Passage provided |
• • • • • • •

Joe spent his earliest childhood, first in Wataga, then Oneida, then Cameron before his family settled Avon in 1952. There, Joe grew from childhood until he left the area in September of 1970 at the age of twenty three.

The book provides a richly detailed account of small town life in the 1950s-60s, including the intricate social norms and personal associations that hold a community together. As a bonus, the narrative repeatedly makes a direct connection to the dynamics of the 2020s, showing how the forces of today have impacted the life of those earlier decades.

The passages that bring illuminate small town life back in the day are some of the most enjoyable parts of the narrative, yet the book it is not just an historical account of a town but a story about a boy who struggles through his childhood challenges as he comes of age.

The story begins in a cramped apartment above an auto repair shop in Wataga, Illinois. An alcoholic, frequently violent father, hops from one manual labor job to another before landing the family in the town of Avon. It is here where a boy grows from the age of five to early manhood and where he is imprinted with the beginnings of his world view.

At an early age, he encounters abuse, loneliness and a sense of alienation (toward community and even family). Yet, this is not a sob story. There is much joy, devilish humor, as well as the already mentioned colorful descriptions of small town life that leaven the narrative. To quote from the book’s Foreword written by Linda Tucker, Associate Professor of English, at Southern Arkansas University “… if you’re looking for a memoir that captures the culture of Mayberry, this isn’t it. If you’re looking for a sophisticated narrative that delights and dismays readers throughout in remarkably unpredictable ways, then prepare to be engaged by this impressive work from beginning to end.”

In sum, this memoir is a rich, detailed and gritty account of a past era, wrapped around a story of triumph, where a young man had every encouragement to fail and did so repeatedly--before finding his cornbread.

• • • • • • •

Exercise inputs |
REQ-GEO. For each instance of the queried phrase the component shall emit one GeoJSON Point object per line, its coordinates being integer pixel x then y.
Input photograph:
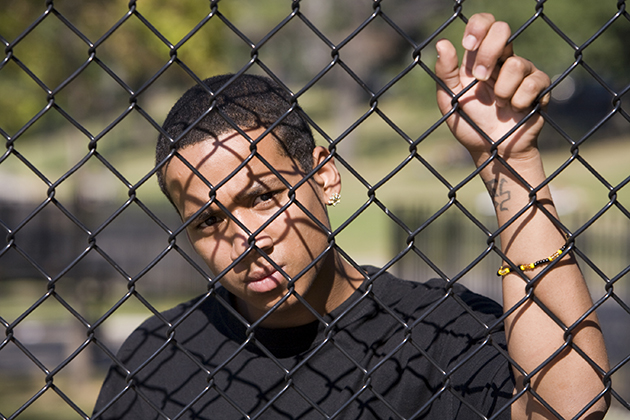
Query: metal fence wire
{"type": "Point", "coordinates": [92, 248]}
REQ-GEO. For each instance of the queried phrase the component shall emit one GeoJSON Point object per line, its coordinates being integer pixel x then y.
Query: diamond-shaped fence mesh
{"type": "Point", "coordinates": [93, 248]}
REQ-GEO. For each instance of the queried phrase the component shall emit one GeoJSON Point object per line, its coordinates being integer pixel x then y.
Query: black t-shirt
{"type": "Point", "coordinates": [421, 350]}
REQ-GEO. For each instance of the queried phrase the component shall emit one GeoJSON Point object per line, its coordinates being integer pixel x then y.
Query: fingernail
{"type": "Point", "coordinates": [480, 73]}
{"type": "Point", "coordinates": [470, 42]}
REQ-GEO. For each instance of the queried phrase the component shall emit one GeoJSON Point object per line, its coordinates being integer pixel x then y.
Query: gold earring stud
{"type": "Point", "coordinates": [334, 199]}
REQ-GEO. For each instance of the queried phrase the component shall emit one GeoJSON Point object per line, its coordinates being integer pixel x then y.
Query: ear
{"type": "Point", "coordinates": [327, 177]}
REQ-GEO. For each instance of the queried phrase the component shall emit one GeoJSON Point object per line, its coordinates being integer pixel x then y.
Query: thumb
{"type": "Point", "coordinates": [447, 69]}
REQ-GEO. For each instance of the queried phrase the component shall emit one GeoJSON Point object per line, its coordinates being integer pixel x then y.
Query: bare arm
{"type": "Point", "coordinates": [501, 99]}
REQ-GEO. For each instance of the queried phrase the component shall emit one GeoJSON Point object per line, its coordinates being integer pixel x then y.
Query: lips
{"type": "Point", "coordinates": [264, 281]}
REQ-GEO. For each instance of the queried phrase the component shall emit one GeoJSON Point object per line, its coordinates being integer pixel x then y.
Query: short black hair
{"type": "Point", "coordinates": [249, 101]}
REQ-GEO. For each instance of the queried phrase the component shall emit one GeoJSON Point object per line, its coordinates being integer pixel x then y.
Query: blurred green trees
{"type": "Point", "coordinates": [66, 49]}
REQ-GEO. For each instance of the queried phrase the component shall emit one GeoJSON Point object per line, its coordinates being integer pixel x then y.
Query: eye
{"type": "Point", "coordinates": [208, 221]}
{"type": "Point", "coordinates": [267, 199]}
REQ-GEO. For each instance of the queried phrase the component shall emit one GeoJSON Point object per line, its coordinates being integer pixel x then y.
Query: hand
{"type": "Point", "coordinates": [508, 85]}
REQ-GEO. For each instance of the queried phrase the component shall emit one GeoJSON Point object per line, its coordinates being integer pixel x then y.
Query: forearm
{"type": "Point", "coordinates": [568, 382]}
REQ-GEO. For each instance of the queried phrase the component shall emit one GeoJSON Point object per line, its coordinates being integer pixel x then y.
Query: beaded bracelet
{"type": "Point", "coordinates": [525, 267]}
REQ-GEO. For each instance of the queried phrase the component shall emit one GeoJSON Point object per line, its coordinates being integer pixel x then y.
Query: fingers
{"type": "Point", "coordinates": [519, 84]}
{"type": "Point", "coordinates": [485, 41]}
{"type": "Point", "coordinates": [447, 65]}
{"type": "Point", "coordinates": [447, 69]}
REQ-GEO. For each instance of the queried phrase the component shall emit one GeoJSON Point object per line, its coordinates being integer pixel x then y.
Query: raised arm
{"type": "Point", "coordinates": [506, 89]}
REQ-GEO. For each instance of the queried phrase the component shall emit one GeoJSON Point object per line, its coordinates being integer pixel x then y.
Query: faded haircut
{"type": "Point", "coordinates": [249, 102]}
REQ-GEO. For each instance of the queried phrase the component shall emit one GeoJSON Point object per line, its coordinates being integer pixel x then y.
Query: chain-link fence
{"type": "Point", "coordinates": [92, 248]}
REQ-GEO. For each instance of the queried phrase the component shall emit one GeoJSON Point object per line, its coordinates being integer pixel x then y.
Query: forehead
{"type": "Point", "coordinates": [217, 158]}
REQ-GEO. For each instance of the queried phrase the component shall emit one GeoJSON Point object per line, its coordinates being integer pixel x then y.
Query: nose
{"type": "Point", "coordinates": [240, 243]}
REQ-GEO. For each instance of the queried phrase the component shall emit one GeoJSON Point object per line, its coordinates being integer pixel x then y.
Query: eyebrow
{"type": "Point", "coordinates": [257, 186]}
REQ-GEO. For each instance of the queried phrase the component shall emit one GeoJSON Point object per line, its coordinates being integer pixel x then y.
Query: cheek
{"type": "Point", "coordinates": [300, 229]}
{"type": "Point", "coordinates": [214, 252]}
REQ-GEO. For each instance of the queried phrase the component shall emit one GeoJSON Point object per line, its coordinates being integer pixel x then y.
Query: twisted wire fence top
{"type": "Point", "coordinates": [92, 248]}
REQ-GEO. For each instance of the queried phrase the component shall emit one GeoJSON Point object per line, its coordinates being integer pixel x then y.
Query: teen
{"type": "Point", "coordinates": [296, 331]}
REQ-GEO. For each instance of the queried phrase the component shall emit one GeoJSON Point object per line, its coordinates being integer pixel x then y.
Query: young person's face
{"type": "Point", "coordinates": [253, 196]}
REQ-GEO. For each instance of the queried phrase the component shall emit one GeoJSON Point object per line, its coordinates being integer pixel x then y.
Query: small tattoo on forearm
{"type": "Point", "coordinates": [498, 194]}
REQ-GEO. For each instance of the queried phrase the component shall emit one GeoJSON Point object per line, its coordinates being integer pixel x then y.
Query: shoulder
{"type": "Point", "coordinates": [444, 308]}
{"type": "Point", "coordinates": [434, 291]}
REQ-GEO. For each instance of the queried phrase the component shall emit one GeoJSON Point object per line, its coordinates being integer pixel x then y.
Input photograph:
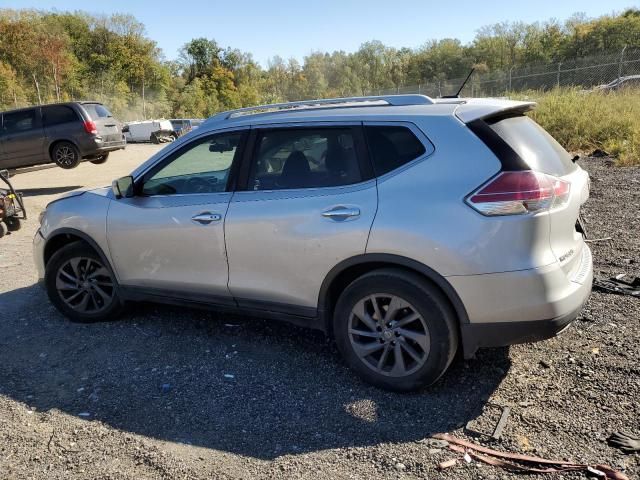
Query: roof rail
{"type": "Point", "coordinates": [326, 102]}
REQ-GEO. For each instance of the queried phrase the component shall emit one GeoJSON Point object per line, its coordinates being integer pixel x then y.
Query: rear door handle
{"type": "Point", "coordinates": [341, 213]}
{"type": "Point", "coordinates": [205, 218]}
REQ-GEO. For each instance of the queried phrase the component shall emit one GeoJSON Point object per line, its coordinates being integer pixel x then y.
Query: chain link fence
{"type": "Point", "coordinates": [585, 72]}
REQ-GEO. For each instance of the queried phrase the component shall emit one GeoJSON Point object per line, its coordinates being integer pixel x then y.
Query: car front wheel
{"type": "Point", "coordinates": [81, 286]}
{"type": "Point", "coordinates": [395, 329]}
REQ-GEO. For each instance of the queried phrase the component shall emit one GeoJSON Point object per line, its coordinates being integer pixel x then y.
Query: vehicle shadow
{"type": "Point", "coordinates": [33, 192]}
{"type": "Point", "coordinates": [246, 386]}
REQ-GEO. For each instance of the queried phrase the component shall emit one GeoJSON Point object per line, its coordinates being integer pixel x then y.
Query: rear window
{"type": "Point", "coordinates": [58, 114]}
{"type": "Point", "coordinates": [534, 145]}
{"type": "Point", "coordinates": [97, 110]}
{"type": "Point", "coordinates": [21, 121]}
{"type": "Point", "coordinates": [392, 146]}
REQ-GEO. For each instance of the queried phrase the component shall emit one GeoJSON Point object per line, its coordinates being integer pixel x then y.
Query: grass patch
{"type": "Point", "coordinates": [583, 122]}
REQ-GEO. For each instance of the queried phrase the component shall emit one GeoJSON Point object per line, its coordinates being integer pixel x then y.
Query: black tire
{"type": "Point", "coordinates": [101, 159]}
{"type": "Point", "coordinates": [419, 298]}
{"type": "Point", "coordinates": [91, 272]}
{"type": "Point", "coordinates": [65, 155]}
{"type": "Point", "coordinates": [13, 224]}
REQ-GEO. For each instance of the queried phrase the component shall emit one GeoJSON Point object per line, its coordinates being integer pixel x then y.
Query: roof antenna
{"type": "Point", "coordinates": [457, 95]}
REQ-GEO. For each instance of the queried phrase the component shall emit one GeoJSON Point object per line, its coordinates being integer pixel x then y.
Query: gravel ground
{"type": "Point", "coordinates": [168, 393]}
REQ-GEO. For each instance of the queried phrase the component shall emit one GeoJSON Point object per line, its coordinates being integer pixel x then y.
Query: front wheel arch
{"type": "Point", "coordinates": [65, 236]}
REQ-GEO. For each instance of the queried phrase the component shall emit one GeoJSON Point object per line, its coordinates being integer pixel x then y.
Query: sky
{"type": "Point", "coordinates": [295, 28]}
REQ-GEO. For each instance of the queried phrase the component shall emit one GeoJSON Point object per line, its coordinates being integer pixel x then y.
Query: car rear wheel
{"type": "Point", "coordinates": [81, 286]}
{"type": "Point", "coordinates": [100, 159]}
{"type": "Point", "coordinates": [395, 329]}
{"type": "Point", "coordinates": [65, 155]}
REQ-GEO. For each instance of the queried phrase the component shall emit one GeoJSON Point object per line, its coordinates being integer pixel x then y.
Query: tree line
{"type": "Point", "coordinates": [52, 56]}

• • • • • • •

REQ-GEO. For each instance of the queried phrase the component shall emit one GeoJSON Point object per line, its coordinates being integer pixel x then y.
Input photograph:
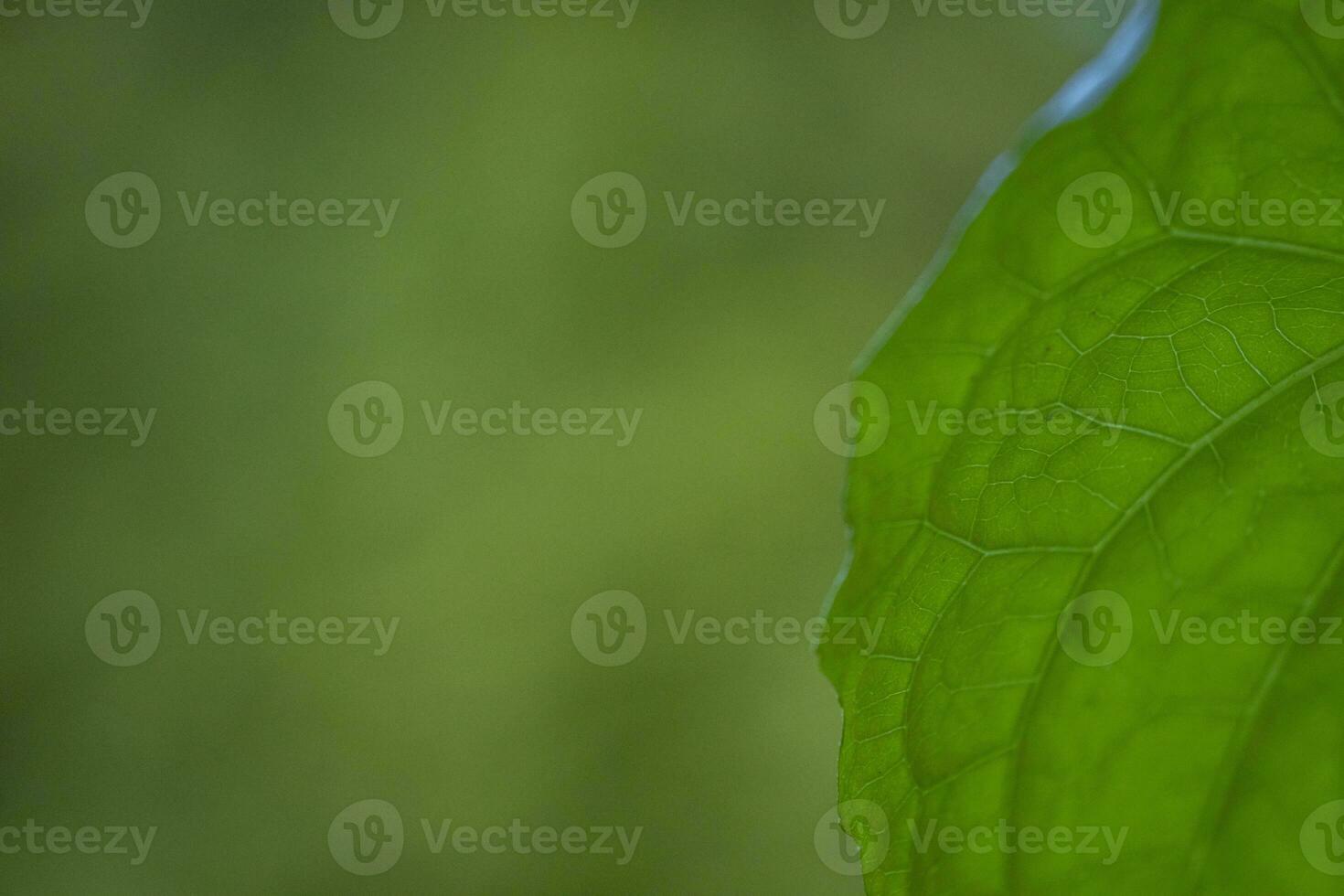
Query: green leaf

• • • • • • •

What to work on |
1. Repeat the memoir review above word for word.
2. Pick out every line of the rows above that contains the word "wheel". Case counts.

Answer list |
1.
Joe spent his earliest childhood, first in Wataga, then Oneida, then Cameron before his family settled Avon in 1952. There, Joe grew from childhood until he left the area in September of 1970 at the age of twenty three.

The book provides a richly detailed account of small town life in the 1950s-60s, including the intricate social norms and personal associations that hold a community together. As a bonus, the narrative repeatedly makes a direct connection to the dynamics of the 2020s, showing how the forces of today have impacted the life of those earlier decades.

The passages that bring illuminate small town life back in the day are some of the most enjoyable parts of the narrative, yet the book it is not just an historical account of a town but a story about a boy who struggles through his childhood challenges as he comes of age.

The story begins in a cramped apartment above an auto repair shop in Wataga, Illinois. An alcoholic, frequently violent father, hops from one manual labor job to another before landing the family in the town of Avon. It is here where a boy grows from the age of five to early manhood and where he is imprinted with the beginnings of his world view.

At an early age, he encounters abuse, loneliness and a sense of alienation (toward community and even family). Yet, this is not a sob story. There is much joy, devilish humor, as well as the already mentioned colorful descriptions of small town life that leaven the narrative. To quote from the book’s Foreword written by Linda Tucker, Associate Professor of English, at Southern Arkansas University “… if you’re looking for a memoir that captures the culture of Mayberry, this isn’t it. If you’re looking for a sophisticated narrative that delights and dismays readers throughout in remarkably unpredictable ways, then prepare to be engaged by this impressive work from beginning to end.”

In sum, this memoir is a rich, detailed and gritty account of a past era, wrapped around a story of triumph, where a young man had every encouragement to fail and did so repeatedly--before finding his cornbread.

2.
Query: car front wheel
Query: front wheel arch
Query: car rear wheel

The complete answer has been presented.